Saved entries:

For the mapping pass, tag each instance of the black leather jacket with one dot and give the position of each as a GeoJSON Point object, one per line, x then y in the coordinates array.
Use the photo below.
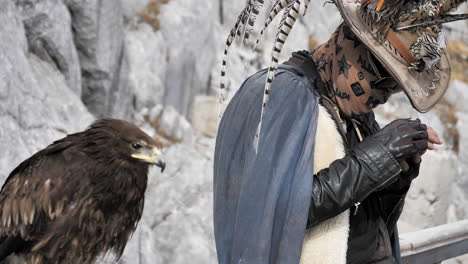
{"type": "Point", "coordinates": [369, 176]}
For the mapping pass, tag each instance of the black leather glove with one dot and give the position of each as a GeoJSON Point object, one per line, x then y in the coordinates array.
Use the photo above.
{"type": "Point", "coordinates": [404, 138]}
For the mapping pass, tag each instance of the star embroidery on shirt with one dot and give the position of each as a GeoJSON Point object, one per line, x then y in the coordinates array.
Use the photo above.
{"type": "Point", "coordinates": [322, 63]}
{"type": "Point", "coordinates": [344, 66]}
{"type": "Point", "coordinates": [338, 49]}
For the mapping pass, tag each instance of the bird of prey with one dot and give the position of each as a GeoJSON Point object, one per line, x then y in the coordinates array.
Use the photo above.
{"type": "Point", "coordinates": [78, 198]}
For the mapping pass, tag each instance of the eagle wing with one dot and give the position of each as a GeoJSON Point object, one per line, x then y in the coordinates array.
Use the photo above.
{"type": "Point", "coordinates": [35, 193]}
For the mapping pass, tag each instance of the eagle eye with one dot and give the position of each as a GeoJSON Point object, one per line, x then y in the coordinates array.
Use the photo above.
{"type": "Point", "coordinates": [136, 146]}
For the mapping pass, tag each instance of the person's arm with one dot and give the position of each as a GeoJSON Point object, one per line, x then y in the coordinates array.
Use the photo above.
{"type": "Point", "coordinates": [392, 198]}
{"type": "Point", "coordinates": [370, 166]}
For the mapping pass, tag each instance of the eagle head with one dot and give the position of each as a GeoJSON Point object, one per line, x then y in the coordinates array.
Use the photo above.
{"type": "Point", "coordinates": [129, 141]}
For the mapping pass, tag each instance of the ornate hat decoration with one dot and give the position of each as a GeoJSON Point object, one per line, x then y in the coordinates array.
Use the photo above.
{"type": "Point", "coordinates": [404, 35]}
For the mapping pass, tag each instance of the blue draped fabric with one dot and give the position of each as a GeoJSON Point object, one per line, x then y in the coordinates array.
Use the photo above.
{"type": "Point", "coordinates": [261, 201]}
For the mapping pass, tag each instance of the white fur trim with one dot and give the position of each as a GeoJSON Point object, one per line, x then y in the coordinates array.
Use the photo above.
{"type": "Point", "coordinates": [327, 243]}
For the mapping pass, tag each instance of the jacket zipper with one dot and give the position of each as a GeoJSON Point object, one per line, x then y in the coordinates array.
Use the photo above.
{"type": "Point", "coordinates": [368, 193]}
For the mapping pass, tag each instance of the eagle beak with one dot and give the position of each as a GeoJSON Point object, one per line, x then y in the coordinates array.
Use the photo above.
{"type": "Point", "coordinates": [161, 164]}
{"type": "Point", "coordinates": [153, 157]}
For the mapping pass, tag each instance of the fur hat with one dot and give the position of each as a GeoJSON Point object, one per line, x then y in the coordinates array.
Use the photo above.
{"type": "Point", "coordinates": [405, 36]}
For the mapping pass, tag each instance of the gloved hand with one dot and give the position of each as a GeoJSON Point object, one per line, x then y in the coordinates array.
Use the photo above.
{"type": "Point", "coordinates": [404, 138]}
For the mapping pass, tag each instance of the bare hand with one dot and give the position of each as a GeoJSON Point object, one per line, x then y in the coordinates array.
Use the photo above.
{"type": "Point", "coordinates": [433, 138]}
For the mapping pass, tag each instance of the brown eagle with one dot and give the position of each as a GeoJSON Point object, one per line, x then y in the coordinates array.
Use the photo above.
{"type": "Point", "coordinates": [78, 198]}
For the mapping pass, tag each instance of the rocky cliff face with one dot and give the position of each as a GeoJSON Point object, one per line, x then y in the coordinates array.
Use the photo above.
{"type": "Point", "coordinates": [64, 63]}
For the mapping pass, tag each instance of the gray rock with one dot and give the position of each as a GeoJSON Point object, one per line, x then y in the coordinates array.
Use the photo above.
{"type": "Point", "coordinates": [48, 30]}
{"type": "Point", "coordinates": [99, 38]}
{"type": "Point", "coordinates": [147, 52]}
{"type": "Point", "coordinates": [205, 115]}
{"type": "Point", "coordinates": [193, 48]}
{"type": "Point", "coordinates": [174, 126]}
{"type": "Point", "coordinates": [36, 105]}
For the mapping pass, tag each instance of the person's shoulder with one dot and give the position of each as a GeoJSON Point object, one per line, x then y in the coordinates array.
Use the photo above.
{"type": "Point", "coordinates": [287, 79]}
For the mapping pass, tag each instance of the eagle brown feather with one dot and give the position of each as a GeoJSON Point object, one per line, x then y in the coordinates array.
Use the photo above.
{"type": "Point", "coordinates": [76, 199]}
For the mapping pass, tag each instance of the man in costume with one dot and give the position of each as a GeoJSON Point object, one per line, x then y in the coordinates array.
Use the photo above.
{"type": "Point", "coordinates": [308, 176]}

INSTRUCTIONS FOR THE TASK
Copy the data word for word. Pictures do not go in the copy.

SOLUTION FOR THIS EXERCISE
For the mapping pass, tag each instance of the black leather jacket with one dot and give the position of each as a GeoJSON Point object, one per line, x then y in the coordinates array.
Use the photo below.
{"type": "Point", "coordinates": [369, 176]}
For the mapping pass, tag each instance of the black leather glove with one dot and give the position of each as a GeoJSON Point object, one per line, x then y in the coordinates array.
Use the photo above.
{"type": "Point", "coordinates": [404, 138]}
For the mapping pass, tag each instance of the star embroidery on shirt with one dot and give the position of each as a GeoJSON Point object, one per line, x then y in the coordinates array.
Use the photo above.
{"type": "Point", "coordinates": [322, 63]}
{"type": "Point", "coordinates": [344, 66]}
{"type": "Point", "coordinates": [338, 49]}
For the mapping pass, tag each instance of the bird of prey with one dot and give the position of each as a GeoJSON Point object, one per line, x then y in the coordinates array.
Use the photo above.
{"type": "Point", "coordinates": [78, 198]}
For the mapping pass, tag each instance of the eagle wing with one dot and give the position of each as a GeoJSON Point object, one per line, x then y in the coordinates array.
Use the photo above.
{"type": "Point", "coordinates": [35, 193]}
For the mapping pass, tag each instance of the eagle eye with one dot and give the position of each as a GeoJSON Point object, one per line, x then y in the coordinates array.
Use the photo above.
{"type": "Point", "coordinates": [136, 146]}
For the mapping pass, tag each instance of the person's arm with one dot and give the position of each as a GeoJSON Point object, one per line, x then y in the coordinates array.
Use the photo above.
{"type": "Point", "coordinates": [392, 198]}
{"type": "Point", "coordinates": [370, 166]}
For the mapping pass, tag each instance of the eagle head with one dot and give the position of each as a GeoJSON Point object, one per line, x then y in the coordinates array.
Use the photo above.
{"type": "Point", "coordinates": [129, 141]}
For the mapping pass, tag each instance of the ornate hat decoration with one dot and give the position of each as a GeoJSON Point object, one per line, x then y in the coordinates array.
Use the photo above.
{"type": "Point", "coordinates": [404, 35]}
For the mapping pass, tag each instance of the blue draped fabric with one dot and give the position of each as a GeoJSON Point object, one per line, x then y in the coordinates array.
Use the photo above.
{"type": "Point", "coordinates": [261, 201]}
For the mapping pass, tag each instance of the white fur trim with one dot and give the position of each as a GeoJSON Point object, one per line, x then y in the coordinates array.
Use the photo above.
{"type": "Point", "coordinates": [327, 243]}
For the mapping pass, tag each instance of the jacket zipper with one dot and give the position of each as a GeoJSON Point object, one per line, x then y in the coordinates array.
Use the photo above.
{"type": "Point", "coordinates": [368, 193]}
For the mapping pass, tag each instance of the eagle beak with one dot and give the position of each as a GeoJSON Point object, one per line, x then y in the coordinates array.
Use the photo above.
{"type": "Point", "coordinates": [161, 164]}
{"type": "Point", "coordinates": [153, 157]}
For the mapping pass, tag each instance of the fur hat with one dot and give the position of each as a GeoJSON Point object, one per line, x then y in the coordinates array.
Use the photo above.
{"type": "Point", "coordinates": [405, 36]}
For the mapping pass, tag each instance of the gloved hand with one dot and give the position of each as a GeoJSON Point object, one per line, x then y in the coordinates array.
Use the photo above.
{"type": "Point", "coordinates": [404, 138]}
For the mapping pass, tag each instance of the bare hand with one dot and give the position of each as a GeoJSON Point object, one per line, x then y in the coordinates array.
Use the photo above.
{"type": "Point", "coordinates": [433, 138]}
For the mapping pass, tag each instance of the brown eagle with one dot and give the position of each as a GeoJSON Point object, one per line, x then y in the coordinates array.
Use the photo above.
{"type": "Point", "coordinates": [78, 198]}
For the mapping pass, tag each instance of the rocky cliff face with one dot and give the position of each as a GeoJSON Point object, one per line, x then y in the coordinates array.
Use the photo above.
{"type": "Point", "coordinates": [64, 63]}
For the mapping pass, tag each instance of the gray rock with one dot and give the position of each as a GeoJSON Point object, one per line, x then y in the coordinates array.
Use the photo above.
{"type": "Point", "coordinates": [48, 30]}
{"type": "Point", "coordinates": [99, 38]}
{"type": "Point", "coordinates": [147, 52]}
{"type": "Point", "coordinates": [205, 115]}
{"type": "Point", "coordinates": [193, 48]}
{"type": "Point", "coordinates": [174, 126]}
{"type": "Point", "coordinates": [36, 105]}
For the mapping pass, tag each instance of the person's shoulder with one dot and give the position of each as a GeoJSON Point object, one per line, x then y in the coordinates array.
Use the photo above.
{"type": "Point", "coordinates": [287, 79]}
For the mapping pass, tag each instance of the eagle brown feather with one dot and give the position of each as a GeoJSON Point object, one per line, x then y in the coordinates array.
Use the photo above.
{"type": "Point", "coordinates": [76, 199]}
For the mapping pass, tag each instance of the man in costume with one dot and give the position of each as a GeoJSON Point object, one per line, x then y in the coordinates array.
Use the photo above.
{"type": "Point", "coordinates": [308, 176]}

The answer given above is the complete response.